== Exercise input
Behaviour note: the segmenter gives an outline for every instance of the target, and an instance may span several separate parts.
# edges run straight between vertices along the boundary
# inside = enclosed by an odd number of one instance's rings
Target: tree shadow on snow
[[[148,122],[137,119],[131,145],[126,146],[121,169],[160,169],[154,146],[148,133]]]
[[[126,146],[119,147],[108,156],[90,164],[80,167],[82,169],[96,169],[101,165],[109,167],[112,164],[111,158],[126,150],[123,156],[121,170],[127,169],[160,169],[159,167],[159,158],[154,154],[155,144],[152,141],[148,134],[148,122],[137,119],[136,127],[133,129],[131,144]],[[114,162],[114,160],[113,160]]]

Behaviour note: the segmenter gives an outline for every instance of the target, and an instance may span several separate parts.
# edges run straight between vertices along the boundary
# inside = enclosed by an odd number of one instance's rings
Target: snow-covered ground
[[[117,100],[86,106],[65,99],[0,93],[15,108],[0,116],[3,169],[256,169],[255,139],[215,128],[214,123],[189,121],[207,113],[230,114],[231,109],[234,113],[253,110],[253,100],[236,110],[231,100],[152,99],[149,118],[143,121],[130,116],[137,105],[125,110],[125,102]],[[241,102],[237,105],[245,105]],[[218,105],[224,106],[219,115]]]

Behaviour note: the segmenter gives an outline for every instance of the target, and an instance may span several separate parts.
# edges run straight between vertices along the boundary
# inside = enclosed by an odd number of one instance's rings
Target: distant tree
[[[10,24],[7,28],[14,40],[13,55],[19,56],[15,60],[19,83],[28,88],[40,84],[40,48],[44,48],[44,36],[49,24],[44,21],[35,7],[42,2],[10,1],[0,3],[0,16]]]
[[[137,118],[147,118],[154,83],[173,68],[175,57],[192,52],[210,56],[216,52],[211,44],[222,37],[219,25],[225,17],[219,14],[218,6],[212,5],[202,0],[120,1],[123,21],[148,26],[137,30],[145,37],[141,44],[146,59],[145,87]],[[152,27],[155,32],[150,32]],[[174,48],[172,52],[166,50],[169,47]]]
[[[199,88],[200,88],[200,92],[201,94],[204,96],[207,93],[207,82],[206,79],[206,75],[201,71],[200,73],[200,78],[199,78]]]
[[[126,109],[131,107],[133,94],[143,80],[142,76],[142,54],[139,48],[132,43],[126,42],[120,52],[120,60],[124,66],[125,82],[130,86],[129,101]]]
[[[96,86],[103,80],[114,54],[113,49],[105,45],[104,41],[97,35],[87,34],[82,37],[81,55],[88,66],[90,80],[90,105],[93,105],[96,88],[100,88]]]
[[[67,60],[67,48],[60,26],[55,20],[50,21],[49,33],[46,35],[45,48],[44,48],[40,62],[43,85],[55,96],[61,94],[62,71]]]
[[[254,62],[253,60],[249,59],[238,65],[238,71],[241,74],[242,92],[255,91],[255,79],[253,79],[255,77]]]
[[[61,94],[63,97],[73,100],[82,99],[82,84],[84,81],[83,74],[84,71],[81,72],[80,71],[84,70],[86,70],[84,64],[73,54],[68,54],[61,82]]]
====
▶ Task instructions
Copy the records from the start up to and including the line with "Target: tree shadow on snow", changing "segmenter" to "annotator" and leaving everything else the same.

▶ Exercise result
Behaviour note: the annotator gives an outline for every instance of the target, and an instance may span several separate parts.
# edges run straight between vertices along the boundary
# inside = enclosed by an odd number of one instance's rings
Target: tree shadow on snow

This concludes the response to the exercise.